Österreichring, Spielberg, Styria, Austria, le 17 août 1975
Essais libres de ce matin terminés. De lourds cumulo-nimbus cinglent vers Zeltweg.
Nous trouvons un « havre » sous l’immense barnum du cigarettier Memphis que des hordes austro-allemandes aux poitrines débraillées, la chope de Gösser en pogne, transforment en une cathédrale consacrée à leur dieu, auteur de la pole position, scandant un évangile formé d’un seul mot : Niki Laauuda, Niki Laauuda, oh oh Niki Laauuda !
Patrice Vatan

Attablés devant une bratwurst mit pommes frites, nous voyons débouler Freddy H, dit « Le Canadien » en raison de sa combine de presse basée sur un journal canadien dont il serait le correspondant. Il a le torse moulé dans un tee-shirt HB et l’air défait, en proie à une vive émotion – étonnant, lui qui d’ordinaire est si calme, pondéré.
Il vient d’assister à une violente sortie de route de Mark Donohue tout à la fin des essais libres.
La March a fracassé le rail gauche de Voest-Hügel, la grande courbe à droite après les stands, s’est retournée avant de basculer en contrebas. Freddy était là, et d’après lui, aurait aidé les secours à extraire le pilote américain. Il est conscient bien que choqué et a été transporté à l’hôpital de Graz. Deux commissaires ont été blessés, dont un grièvement.

══════

» **Consignes**
- 1) Quel surnom l'extrait donne-t-il à Freddy H ?
- 2) Modifie l'extrait : recopie le passage qui va de « Il vient d’assister » jusqu'à « dont un grièvement. » en mettant « Vienne » à la place de « Graz ».
- 3) Résume l'extrait en deux phrases.

══════

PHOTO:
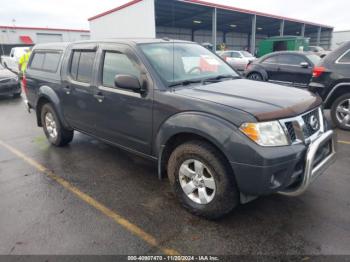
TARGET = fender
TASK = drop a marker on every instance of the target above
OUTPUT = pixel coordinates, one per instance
(216, 130)
(333, 91)
(46, 92)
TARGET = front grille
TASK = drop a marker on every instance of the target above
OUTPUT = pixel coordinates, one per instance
(309, 130)
(303, 127)
(291, 132)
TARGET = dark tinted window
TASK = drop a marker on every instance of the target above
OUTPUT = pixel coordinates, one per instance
(290, 59)
(37, 61)
(345, 58)
(86, 63)
(117, 63)
(82, 65)
(272, 59)
(74, 65)
(236, 55)
(51, 61)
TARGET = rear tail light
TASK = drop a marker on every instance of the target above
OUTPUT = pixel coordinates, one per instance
(248, 65)
(318, 71)
(24, 85)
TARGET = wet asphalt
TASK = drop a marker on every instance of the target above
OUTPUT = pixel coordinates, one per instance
(39, 216)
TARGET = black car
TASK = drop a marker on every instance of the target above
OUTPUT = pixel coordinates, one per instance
(331, 80)
(288, 68)
(9, 84)
(222, 140)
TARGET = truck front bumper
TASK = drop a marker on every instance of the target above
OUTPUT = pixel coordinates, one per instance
(315, 164)
(292, 177)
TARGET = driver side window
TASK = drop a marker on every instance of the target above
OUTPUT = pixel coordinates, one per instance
(116, 63)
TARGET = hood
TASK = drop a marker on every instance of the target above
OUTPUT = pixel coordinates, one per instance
(5, 73)
(265, 101)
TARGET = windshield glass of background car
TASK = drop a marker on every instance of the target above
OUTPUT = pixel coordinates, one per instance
(315, 59)
(176, 62)
(246, 54)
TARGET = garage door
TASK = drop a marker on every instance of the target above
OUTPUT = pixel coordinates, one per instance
(48, 38)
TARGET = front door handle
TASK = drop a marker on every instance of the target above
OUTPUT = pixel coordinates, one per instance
(67, 89)
(99, 97)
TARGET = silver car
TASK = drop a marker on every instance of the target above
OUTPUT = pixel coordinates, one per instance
(237, 59)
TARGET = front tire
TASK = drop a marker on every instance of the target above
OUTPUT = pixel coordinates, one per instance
(340, 112)
(53, 128)
(202, 180)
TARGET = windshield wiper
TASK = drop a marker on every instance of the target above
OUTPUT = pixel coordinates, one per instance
(185, 83)
(219, 77)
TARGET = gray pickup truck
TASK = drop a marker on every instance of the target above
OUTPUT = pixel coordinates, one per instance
(220, 139)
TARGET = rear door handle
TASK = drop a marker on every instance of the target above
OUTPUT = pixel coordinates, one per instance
(99, 97)
(67, 89)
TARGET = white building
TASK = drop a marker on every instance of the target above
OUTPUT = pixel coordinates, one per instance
(11, 36)
(339, 38)
(201, 21)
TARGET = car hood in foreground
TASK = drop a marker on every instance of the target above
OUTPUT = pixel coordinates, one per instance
(265, 101)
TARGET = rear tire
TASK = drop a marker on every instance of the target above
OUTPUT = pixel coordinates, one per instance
(200, 170)
(340, 112)
(53, 128)
(16, 95)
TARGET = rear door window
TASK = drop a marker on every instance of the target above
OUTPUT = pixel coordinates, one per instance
(236, 55)
(82, 65)
(37, 61)
(271, 60)
(51, 61)
(290, 59)
(46, 61)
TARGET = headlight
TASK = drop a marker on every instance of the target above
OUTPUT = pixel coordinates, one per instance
(265, 134)
(15, 79)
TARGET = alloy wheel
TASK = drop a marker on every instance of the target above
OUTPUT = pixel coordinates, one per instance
(50, 125)
(197, 181)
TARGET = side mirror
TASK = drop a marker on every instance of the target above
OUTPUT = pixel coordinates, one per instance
(304, 65)
(128, 82)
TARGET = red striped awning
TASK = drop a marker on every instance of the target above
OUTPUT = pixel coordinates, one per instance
(26, 39)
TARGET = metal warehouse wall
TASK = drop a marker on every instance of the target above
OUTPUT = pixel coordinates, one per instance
(10, 37)
(325, 41)
(136, 20)
(237, 41)
(340, 38)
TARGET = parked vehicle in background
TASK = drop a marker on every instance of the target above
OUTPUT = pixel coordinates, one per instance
(11, 61)
(318, 50)
(237, 59)
(9, 84)
(220, 139)
(287, 68)
(331, 80)
(282, 43)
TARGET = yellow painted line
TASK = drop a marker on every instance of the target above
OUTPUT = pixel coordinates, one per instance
(344, 142)
(129, 226)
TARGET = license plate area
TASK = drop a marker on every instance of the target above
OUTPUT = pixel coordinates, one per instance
(323, 152)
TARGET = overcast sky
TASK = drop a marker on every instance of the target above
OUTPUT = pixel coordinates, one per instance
(74, 13)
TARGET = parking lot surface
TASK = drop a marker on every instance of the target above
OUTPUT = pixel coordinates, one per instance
(92, 198)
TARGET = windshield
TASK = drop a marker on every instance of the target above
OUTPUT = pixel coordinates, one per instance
(179, 62)
(315, 59)
(246, 54)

══════

» **Réponses**
- 1) On le surnomme « Le Canadien ».

- 2)
Il vient d’assister à une violente sortie de route de Mark Donohue tout à la fin des essais libres.
La March a fracassé le rail gauche de Voest-Hügel, la grande courbe à droite après les stands, s’est retournée avant de basculer en contrebas. Freddy était là, et d’après lui, aurait aidé les secours à extraire le pilote américain. Il est conscient bien que choqué et a été transporté à l’hôpital de Vienne. Deux commissaires ont été blessés, dont un grièvement.

- 3) Après les essais libres du 17 août 1975 à l'Österreichring, le récit se déroule sous le chapiteau du cigarettier Memphis, où des supporters austro-allemands célèbrent l'auteur de la pole position. Freddy H, dit « Le Canadien », y arrive bouleversé d'avoir vu la March de Mark Donohue fracasser le rail de Voest-Hügel et se retourner : le pilote, conscient mais choqué, a été conduit à l'hôpital de Graz, et deux commissaires ont été blessés.